* Supplied data:

::::

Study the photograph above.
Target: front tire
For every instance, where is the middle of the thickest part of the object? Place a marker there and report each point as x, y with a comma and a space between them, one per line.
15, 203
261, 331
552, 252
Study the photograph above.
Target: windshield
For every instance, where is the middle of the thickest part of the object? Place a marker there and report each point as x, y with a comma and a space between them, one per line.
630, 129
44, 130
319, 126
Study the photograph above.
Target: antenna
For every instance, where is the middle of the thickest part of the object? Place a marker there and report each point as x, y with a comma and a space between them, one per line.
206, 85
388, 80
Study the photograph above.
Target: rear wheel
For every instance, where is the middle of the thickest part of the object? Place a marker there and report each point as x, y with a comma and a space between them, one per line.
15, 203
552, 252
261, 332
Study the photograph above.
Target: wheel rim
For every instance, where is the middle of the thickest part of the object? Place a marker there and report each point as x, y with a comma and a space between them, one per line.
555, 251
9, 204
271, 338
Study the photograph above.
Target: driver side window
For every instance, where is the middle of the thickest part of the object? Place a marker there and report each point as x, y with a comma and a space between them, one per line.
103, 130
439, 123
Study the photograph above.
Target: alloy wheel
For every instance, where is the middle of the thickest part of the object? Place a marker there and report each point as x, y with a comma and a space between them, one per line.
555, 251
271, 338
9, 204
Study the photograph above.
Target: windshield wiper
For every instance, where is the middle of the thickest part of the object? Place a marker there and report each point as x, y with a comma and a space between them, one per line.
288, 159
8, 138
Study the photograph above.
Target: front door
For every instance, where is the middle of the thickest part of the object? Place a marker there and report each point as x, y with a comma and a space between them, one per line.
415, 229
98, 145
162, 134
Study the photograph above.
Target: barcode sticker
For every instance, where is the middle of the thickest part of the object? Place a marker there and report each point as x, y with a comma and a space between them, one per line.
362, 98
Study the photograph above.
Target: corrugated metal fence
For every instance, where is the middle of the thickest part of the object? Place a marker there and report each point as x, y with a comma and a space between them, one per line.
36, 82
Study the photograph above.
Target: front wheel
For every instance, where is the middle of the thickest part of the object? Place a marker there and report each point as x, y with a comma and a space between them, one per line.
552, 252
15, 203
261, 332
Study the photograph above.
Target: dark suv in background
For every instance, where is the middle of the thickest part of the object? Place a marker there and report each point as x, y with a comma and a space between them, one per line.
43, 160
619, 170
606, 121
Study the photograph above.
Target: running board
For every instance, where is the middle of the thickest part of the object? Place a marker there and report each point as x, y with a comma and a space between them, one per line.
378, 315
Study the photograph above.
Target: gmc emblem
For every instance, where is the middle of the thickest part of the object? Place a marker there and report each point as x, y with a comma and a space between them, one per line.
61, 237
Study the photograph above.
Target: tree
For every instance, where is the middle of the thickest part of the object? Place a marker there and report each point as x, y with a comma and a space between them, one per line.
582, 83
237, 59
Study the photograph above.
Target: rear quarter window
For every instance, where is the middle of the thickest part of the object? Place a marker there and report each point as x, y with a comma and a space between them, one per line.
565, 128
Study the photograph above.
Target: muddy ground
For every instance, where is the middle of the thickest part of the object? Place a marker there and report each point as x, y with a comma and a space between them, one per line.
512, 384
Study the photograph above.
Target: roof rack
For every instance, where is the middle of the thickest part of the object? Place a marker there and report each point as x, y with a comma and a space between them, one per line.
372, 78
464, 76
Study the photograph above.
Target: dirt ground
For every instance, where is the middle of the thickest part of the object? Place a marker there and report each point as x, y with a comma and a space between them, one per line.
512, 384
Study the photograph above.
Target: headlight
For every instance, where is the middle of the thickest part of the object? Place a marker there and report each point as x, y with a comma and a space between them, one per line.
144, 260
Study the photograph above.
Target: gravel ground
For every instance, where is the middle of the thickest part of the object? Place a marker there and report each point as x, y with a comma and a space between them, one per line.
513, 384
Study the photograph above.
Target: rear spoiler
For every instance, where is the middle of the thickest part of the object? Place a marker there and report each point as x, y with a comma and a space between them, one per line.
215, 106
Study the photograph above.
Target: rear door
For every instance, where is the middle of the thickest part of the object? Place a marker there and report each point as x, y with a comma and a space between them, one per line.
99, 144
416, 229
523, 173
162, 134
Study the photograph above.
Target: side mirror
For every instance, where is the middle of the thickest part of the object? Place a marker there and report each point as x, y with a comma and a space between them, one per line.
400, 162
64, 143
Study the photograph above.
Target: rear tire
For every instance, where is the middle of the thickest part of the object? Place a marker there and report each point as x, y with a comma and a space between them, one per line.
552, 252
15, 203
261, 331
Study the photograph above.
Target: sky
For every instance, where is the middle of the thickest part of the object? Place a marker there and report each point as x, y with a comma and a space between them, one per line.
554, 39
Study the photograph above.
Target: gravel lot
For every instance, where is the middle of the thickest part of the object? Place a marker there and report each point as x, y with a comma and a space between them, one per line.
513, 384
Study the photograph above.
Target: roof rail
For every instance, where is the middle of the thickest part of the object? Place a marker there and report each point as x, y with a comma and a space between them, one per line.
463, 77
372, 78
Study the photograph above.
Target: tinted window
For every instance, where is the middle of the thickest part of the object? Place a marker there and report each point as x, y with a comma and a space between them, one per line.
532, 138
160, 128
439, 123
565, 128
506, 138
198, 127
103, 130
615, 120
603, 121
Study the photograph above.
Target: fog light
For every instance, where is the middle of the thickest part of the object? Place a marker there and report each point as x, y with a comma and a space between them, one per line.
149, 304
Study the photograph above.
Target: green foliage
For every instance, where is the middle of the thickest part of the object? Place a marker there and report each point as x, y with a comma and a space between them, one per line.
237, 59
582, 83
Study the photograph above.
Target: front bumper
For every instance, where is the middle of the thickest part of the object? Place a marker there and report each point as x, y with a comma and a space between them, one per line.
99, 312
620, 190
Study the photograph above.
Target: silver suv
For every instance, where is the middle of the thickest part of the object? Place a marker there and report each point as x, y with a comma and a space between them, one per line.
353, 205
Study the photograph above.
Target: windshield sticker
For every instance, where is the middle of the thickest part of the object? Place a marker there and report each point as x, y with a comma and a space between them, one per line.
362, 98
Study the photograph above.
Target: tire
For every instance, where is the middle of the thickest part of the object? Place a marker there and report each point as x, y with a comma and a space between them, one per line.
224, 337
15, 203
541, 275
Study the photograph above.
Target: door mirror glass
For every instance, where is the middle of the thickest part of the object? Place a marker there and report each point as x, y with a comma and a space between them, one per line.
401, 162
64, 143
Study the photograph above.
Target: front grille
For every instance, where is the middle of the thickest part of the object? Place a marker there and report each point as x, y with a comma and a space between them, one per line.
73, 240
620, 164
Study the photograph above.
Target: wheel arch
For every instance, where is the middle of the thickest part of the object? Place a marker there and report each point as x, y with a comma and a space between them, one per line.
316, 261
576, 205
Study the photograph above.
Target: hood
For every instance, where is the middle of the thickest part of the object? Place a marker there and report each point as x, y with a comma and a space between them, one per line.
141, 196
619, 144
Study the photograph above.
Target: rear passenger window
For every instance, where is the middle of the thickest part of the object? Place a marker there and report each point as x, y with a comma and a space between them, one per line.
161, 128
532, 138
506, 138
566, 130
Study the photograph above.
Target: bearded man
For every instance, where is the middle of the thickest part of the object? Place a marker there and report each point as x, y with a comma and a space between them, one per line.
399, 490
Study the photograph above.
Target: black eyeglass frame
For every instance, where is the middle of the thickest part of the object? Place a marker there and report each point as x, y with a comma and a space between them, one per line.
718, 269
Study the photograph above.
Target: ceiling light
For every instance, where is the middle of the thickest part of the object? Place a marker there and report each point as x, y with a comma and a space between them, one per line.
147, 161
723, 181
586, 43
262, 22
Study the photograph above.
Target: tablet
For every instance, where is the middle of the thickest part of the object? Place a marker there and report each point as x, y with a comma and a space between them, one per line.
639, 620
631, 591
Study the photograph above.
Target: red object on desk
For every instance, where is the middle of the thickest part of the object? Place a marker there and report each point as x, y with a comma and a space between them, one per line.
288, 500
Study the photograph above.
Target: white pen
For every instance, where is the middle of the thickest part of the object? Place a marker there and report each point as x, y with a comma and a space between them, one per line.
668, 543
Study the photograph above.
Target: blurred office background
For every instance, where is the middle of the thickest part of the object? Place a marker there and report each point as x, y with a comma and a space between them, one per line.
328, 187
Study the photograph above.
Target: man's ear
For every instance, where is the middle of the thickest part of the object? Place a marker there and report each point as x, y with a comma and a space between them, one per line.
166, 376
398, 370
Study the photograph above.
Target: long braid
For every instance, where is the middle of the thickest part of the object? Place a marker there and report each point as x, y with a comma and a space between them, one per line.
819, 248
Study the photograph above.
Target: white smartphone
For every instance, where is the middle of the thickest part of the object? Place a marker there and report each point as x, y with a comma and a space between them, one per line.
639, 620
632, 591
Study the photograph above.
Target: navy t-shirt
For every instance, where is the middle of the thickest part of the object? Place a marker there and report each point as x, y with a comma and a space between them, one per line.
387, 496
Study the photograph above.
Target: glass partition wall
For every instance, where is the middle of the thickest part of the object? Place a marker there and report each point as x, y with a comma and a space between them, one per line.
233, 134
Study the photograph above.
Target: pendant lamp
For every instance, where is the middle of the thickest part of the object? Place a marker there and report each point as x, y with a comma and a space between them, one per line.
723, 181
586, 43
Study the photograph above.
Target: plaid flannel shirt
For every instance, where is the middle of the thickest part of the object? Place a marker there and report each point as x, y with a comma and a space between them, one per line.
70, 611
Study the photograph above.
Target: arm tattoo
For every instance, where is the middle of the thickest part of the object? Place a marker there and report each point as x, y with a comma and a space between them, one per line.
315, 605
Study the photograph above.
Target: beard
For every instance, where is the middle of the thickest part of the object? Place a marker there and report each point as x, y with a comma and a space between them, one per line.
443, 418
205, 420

::::

* Goal of the exercise: Gather each line of the items above that contains the string "mirror". The match is case-sensitive.

* Output for this task:
Target: side mirror
Target: door mirror glass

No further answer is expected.